There are three methods of analysis to determine whether a particular restraint of trade is unreasonable: quick look, per se, and rule of reason.25 Although antitrust violations are generally analyzed under the rule-of-reason approach, plaintiffs argued that the defendants’ no-poach agreements constituted per se violations of the Sherman Act, because the nature and necessary effect of the defendants’ agreements are “so plainly anticompetitive that no elaborate study of the industry is needed to establish their illegality.”26 Noting that “[t]ypically only ‘horizontal’ restraints—restraints ‘imposed by agreement between competitors’—qualify as unreasonable per se,” the court found that the agreements at issue could qualify for per se analysis on this basis.27
But whether the restraint is horizontal does not end the inquiry as to whether the restraint is entitled to per se treatment. A horizontal restraint may escape per se treatment if the restraint is “ancillary” rather than “naked.”28 “A restraint is ancillary when it may contribute to the success of a cooperative venture that promises greater productivity and output.”29 By contrast, a “naked” restraint is one “in which the restriction on competition is unaccompanied by new production or products.”30 If an agreement arguably promoted enterprise and productivity at the time it was adopted, the court must employ the rule-of-reason approach, which requires a plaintiff to show that “an agreement or contract has an anticompetitive effect on a given market within a given geographic area.”31 If the only effect of the agreement is the “stifling of competition,” by contrast, it is a “naked” restraint that is per se unlawful.32
The court found that the defendants’ no-poach agreements plausibly alleged “per se unreasonable naked horizontal market allocation agreements.”33 Noting that other courts applied per se treatment to naked agreements by which employers refrained from hiring a competitor’s employees, the court underscored that it legally makes no difference that the defendants were dividing employees as opposed to “territories, customers, or products.”34 Because plaintiffs pled a plausible per se claim, the ultimate question of proof—left for a later date—is “whether the evidence will establish that the non-solicitation [no-poach] agreements do, in fact, nakedly allocate the market for outpatient medical care employees.”35
The DOJ’s actions and words demonstrate a continued commitment to focus on anticompetitive conduct in labor markets. No-poach agreements are classic examples of a restraint of trade subject to antitrust scrutiny and prosecution. Companies should review their current non-solicitation and non-compete agreements to excise no-poach clauses and to establish a company antitrust compliance policy to detect potential violations. Although a bona fide compliance program will not avoid antitrust prosecution, it will mitigate against criminal charges if the company is targeted.

(Dataset excerpts)
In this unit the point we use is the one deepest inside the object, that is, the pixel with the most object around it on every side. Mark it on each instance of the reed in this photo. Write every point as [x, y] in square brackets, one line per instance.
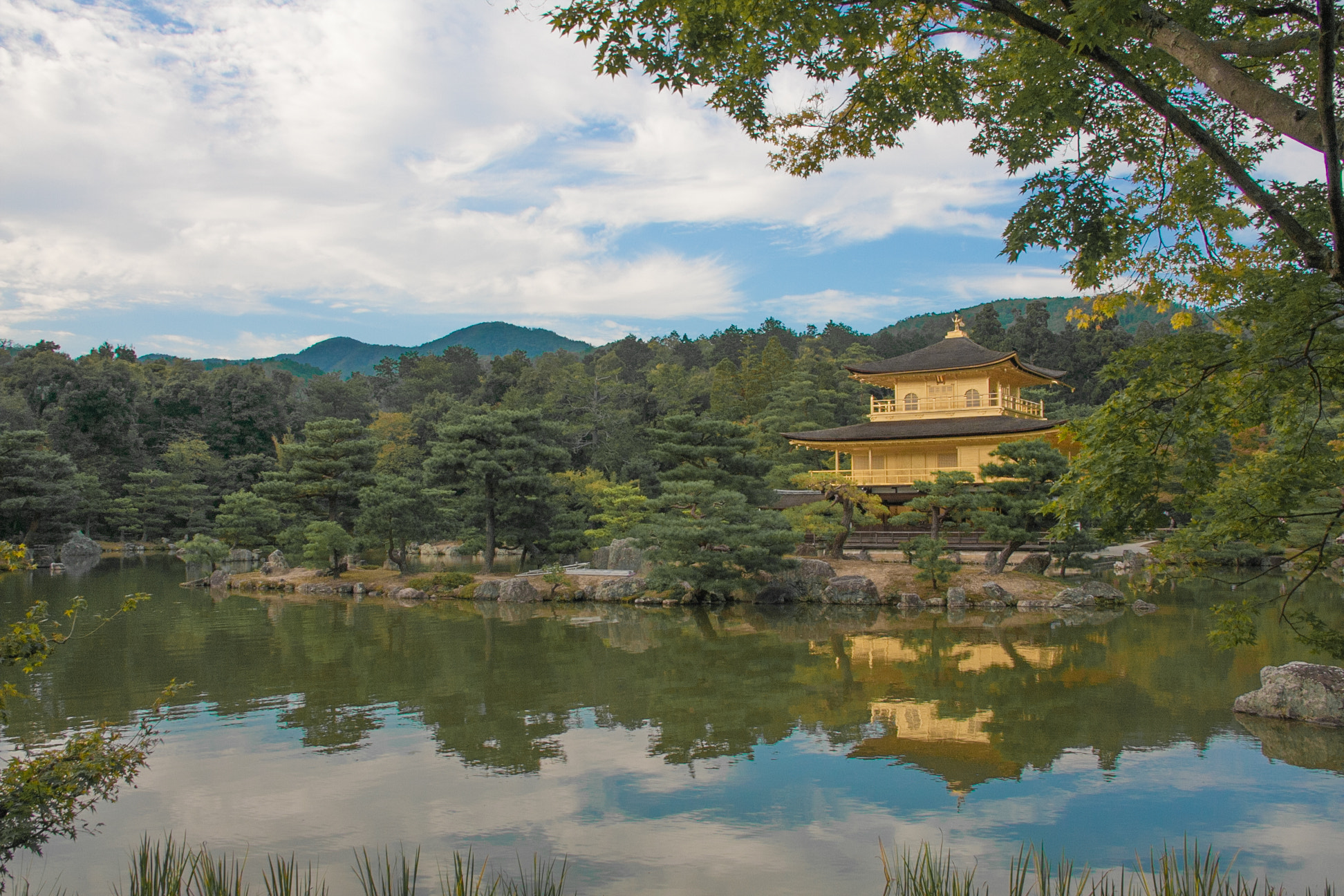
[384, 876]
[283, 877]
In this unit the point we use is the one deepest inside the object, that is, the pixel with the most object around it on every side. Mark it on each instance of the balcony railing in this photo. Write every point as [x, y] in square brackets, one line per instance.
[958, 403]
[897, 474]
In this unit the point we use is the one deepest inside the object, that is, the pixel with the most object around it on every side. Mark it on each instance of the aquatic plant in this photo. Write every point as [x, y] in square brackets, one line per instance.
[382, 876]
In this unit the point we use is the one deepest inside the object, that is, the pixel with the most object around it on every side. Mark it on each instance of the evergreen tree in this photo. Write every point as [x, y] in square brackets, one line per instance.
[710, 539]
[320, 477]
[37, 487]
[494, 467]
[1015, 508]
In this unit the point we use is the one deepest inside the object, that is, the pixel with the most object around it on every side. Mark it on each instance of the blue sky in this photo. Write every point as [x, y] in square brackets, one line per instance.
[240, 178]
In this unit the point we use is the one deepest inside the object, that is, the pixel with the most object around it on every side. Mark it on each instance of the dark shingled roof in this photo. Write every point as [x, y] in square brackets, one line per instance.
[952, 353]
[925, 429]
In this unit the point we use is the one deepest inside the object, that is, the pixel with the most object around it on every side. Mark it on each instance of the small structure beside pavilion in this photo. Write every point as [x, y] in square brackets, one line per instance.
[952, 403]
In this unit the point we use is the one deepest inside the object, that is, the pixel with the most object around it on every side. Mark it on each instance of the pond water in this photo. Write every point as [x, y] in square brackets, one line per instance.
[680, 752]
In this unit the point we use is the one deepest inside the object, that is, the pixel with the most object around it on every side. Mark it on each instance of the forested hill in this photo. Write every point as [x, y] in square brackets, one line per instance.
[353, 356]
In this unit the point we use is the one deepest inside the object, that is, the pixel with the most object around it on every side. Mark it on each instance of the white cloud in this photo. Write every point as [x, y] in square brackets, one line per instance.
[391, 156]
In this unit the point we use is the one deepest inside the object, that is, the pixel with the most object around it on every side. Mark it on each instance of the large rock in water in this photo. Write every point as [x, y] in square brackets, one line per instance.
[1303, 691]
[518, 591]
[80, 545]
[623, 554]
[851, 589]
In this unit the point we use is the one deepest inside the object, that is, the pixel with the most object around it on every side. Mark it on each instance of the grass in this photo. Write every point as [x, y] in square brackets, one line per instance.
[1182, 871]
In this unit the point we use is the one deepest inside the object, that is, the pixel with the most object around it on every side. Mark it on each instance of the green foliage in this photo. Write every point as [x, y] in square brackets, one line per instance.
[324, 545]
[205, 551]
[14, 557]
[494, 468]
[929, 557]
[948, 498]
[1016, 508]
[709, 541]
[248, 520]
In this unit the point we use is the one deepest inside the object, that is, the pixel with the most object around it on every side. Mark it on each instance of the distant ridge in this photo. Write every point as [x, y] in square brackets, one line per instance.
[353, 356]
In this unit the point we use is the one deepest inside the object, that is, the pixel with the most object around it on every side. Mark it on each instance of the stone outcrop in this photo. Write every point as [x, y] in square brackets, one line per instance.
[1036, 563]
[851, 589]
[488, 590]
[620, 590]
[995, 591]
[1301, 691]
[623, 554]
[80, 545]
[518, 591]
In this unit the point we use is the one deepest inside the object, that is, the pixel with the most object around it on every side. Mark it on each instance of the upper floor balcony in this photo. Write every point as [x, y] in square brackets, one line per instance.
[969, 403]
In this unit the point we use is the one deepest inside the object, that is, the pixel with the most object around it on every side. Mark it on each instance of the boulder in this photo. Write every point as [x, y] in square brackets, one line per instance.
[1103, 591]
[996, 591]
[518, 591]
[623, 554]
[1301, 691]
[620, 590]
[1036, 563]
[488, 590]
[851, 589]
[1073, 598]
[80, 545]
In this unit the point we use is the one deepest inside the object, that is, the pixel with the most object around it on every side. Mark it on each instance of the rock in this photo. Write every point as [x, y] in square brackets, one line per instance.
[1073, 598]
[623, 554]
[851, 589]
[776, 592]
[518, 591]
[620, 590]
[996, 591]
[1036, 563]
[1301, 691]
[1297, 745]
[80, 545]
[1103, 591]
[488, 590]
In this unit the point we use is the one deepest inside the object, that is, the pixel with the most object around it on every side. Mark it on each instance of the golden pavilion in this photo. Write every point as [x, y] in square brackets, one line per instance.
[952, 404]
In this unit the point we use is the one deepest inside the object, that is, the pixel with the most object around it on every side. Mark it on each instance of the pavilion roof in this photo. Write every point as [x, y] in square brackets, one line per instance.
[952, 353]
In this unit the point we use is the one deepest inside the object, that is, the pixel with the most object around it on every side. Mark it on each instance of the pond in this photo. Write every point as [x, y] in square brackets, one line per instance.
[676, 750]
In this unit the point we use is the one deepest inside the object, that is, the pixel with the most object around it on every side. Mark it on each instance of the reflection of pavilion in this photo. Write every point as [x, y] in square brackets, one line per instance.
[958, 750]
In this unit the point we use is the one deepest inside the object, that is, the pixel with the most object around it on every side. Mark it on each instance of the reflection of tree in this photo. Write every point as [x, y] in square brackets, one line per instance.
[710, 684]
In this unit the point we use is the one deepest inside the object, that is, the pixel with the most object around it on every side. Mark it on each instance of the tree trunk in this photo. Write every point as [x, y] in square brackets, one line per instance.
[488, 566]
[995, 563]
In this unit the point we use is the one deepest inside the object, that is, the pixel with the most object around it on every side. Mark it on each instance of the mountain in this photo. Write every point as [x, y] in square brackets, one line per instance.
[353, 356]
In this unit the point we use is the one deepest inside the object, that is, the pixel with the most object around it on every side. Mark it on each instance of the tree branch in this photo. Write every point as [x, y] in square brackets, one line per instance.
[1315, 254]
[1251, 95]
[1325, 101]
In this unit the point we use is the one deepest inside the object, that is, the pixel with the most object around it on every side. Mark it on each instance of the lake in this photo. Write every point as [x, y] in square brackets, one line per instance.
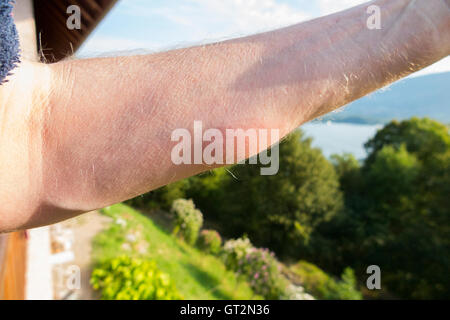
[333, 137]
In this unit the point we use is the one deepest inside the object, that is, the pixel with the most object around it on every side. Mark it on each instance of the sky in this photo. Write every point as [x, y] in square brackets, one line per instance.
[155, 25]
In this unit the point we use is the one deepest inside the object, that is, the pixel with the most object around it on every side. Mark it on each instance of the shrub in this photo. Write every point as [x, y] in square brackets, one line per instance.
[210, 241]
[258, 266]
[188, 220]
[323, 286]
[126, 278]
[263, 273]
[235, 250]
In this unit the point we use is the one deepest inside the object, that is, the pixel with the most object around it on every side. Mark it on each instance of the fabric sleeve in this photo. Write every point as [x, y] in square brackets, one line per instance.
[9, 42]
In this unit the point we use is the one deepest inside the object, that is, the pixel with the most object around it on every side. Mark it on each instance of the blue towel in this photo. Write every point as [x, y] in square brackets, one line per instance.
[9, 40]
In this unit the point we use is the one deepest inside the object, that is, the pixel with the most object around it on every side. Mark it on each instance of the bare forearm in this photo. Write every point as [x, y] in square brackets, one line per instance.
[106, 132]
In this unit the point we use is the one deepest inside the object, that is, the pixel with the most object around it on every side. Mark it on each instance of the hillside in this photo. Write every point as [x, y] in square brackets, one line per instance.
[197, 275]
[425, 96]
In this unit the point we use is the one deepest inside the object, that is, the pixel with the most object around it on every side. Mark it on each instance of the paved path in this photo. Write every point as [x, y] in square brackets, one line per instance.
[84, 228]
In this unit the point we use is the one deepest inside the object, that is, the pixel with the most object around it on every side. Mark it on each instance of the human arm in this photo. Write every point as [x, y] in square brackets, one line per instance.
[99, 130]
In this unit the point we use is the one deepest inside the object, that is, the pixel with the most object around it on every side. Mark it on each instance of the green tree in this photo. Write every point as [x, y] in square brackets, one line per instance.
[397, 211]
[280, 211]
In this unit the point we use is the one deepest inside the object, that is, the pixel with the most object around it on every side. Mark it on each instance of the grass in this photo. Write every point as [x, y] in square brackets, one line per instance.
[196, 274]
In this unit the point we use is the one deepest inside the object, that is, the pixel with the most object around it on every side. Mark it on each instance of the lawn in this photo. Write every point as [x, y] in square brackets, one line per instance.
[196, 274]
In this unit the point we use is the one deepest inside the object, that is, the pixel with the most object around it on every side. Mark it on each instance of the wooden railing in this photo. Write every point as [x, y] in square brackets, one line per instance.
[13, 256]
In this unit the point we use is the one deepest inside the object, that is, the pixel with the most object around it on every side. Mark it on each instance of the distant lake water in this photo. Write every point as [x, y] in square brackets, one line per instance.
[340, 137]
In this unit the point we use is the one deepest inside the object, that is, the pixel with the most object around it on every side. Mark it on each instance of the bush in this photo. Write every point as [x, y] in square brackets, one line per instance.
[263, 273]
[323, 286]
[125, 278]
[257, 265]
[188, 220]
[210, 241]
[235, 250]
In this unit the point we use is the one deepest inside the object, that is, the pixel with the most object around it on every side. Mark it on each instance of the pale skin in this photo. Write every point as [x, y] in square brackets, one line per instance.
[83, 134]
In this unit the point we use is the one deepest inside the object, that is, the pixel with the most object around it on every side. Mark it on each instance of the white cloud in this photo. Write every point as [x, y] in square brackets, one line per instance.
[103, 45]
[331, 6]
[440, 66]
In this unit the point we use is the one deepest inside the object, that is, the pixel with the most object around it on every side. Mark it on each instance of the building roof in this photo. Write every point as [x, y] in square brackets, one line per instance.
[55, 40]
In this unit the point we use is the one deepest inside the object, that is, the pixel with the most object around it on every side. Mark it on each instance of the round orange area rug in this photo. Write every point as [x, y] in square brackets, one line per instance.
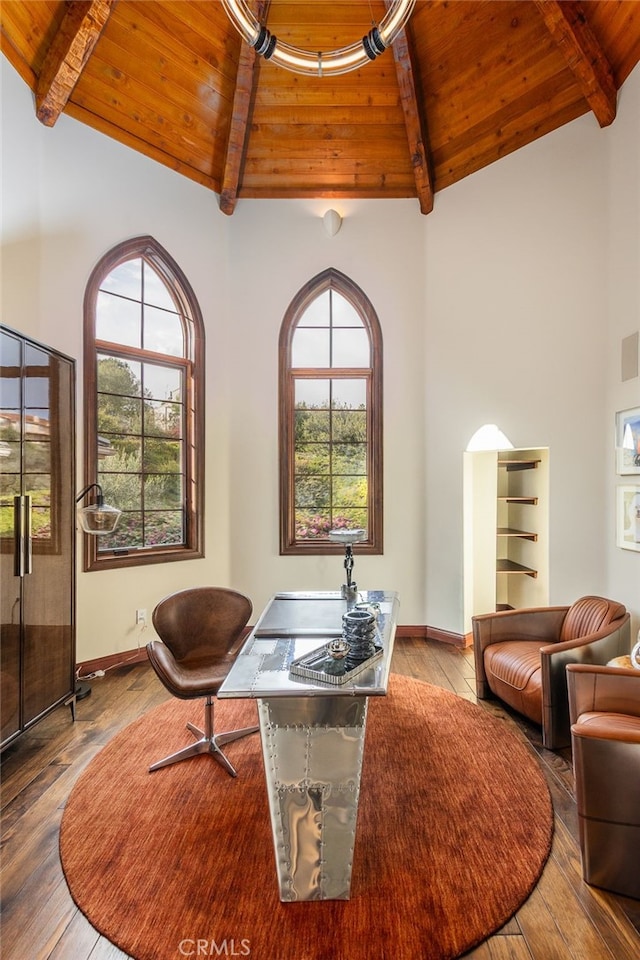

Work instructions:
Reproduce the passage on no-poach agreements and antitrust analysis word for word, in full.

Expected answer:
There are three methods of analysis to determine whether a particular restraint of trade is unreasonable: quick look, per se, and rule of reason.25 Although antitrust violations are generally analyzed under the rule-of-reason approach, plaintiffs argued that the defendants’ no-poach agreements constituted per se violations of the Sherman Act, because the nature and necessary effect of the defendants’ agreements are “so plainly anticompetitive that no elaborate study of the industry is needed to establish their illegality.”26 Noting that “[t]ypically only ‘horizontal’ restraints—restraints ‘imposed by agreement between competitors’—qualify as unreasonable per se,” the court found that the agreements at issue could qualify for per se analysis on this basis.27
But whether the restraint is horizontal does not end the inquiry as to whether the restraint is entitled to per se treatment. A horizontal restraint may escape per se treatment if the restraint is “ancillary” rather than “naked.”28 “A restraint is ancillary when it may contribute to the success of a cooperative venture that promises greater productivity and output.”29 By contrast, a “naked” restraint is one “in which the restriction on competition is unaccompanied by new production or products.”30 If an agreement arguably promoted enterprise and productivity at the time it was adopted, the court must employ the rule-of-reason approach, which requires a plaintiff to show that “an agreement or contract has an anticompetitive effect on a given market within a given geographic area.”31 If the only effect of the agreement is the “stifling of competition,” by contrast, it is a “naked” restraint that is per se unlawful.32
The court found that the defendants’ no-poach agreements plausibly alleged “per se unreasonable naked horizontal market allocation agreements.”33 Noting that other courts applied per se treatment to naked agreements by which employers refrained from hiring a competitor’s employees, the court underscored that it legally makes no difference that the defendants were dividing employees as opposed to “territories, customers, or products.”34 Because plaintiffs pled a plausible per se claim, the ultimate question of proof—left for a later date—is “whether the evidence will establish that the non-solicitation [no-poach] agreements do, in fact, nakedly allocate the market for outpatient medical care employees.”35
The DOJ’s actions and words demonstrate a continued commitment to focus on anticompetitive conduct in labor markets. No-poach agreements are classic examples of a restraint of trade subject to antitrust scrutiny and prosecution. Companies should review their current non-solicitation and non-compete agreements to excise no-poach clauses and to establish a company antitrust compliance policy to detect potential violations. Although a bona fide compliance program will not avoid antitrust prosecution, it will mitigate against criminal charges if the company is targeted.